Задание:
Ответьте на вопросы по фрагменту текста о Лактанции:
(a) Между какими годами, по-видимому, написаны семь книг Лактанция о «Божественных установлениях»?
(b) Какая глава третьей книги посвящена насмешкам над доктриной шарообразной формы Земли?
(c) Почему Лактанций не стал приводить аргументы в пользу того, что небеса не могут быть ниже Земли?

Фрагмент текста:
Однако подобного рода поучения пришлись не по вкусу тем, кто не хотел иметь ничего общего с чем бы то ни было из дохристианского мира и для кого даже «добродетели язычников суть блестящие пороки». Типичным представителем таких людей был Лактанций, первый и наихудший из противников шарообразности Земли, чьи семь книг о «Божественных установлениях» написаны, по-видимому, между 302 и 323 годами н. э. В третьей книге, озаглавленной «О ложной мудрости философов», 24-я глава посвящена насмешкам над доктриной шарообразной формы Земли и существования антиподов. Здесь нет необходимости вдаваться в подробности его рас-суждений об абсурдности веры в то, что существуют люди, ходящие вверх ногами, и в места, где дождь, град и снег падают вверх, и чудо света – висячие сады – меркнет по сравнению с полями, морями, городами и горами, висящими, по мнению философов, без всякой опоры. Он отметает аргумент мыслителей о том, что тяжелые тела стремятся к центру Земли, как недостойный даже серьезного рассмотрения, и прибавляет, что легко мог бы доказать множеством аргументов, что невозможно для небес быть ниже Земли, но не станет, так как почти подошел к концу своей книги и ему достаточно было перечислить лишь некоторые ложные доводы, из которых вполне можно себе представить качество остальных.

Выборка данных:
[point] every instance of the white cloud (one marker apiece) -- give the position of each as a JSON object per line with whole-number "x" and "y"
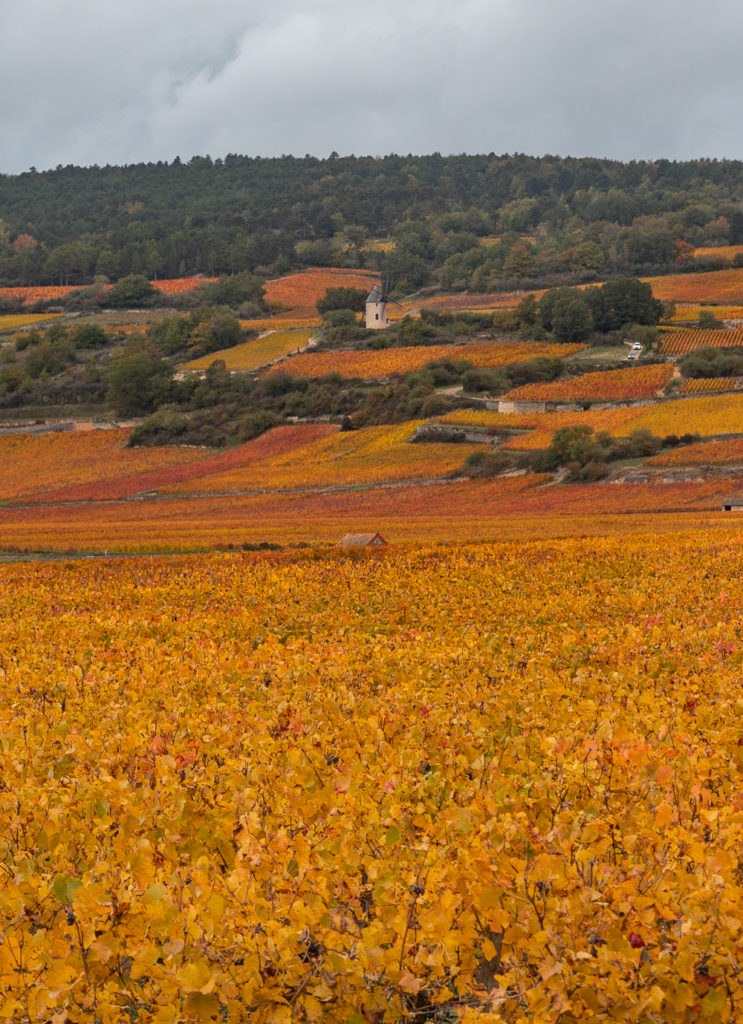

Полный ответ:
(a) Между 302 и 323 годами н. э.
(b) 24-я глава.
(c) Он почти подошел к концу своей книги, и ему было достаточно перечислить лишь некоторые ложные доводы, по которым можно представить себе качество остальных.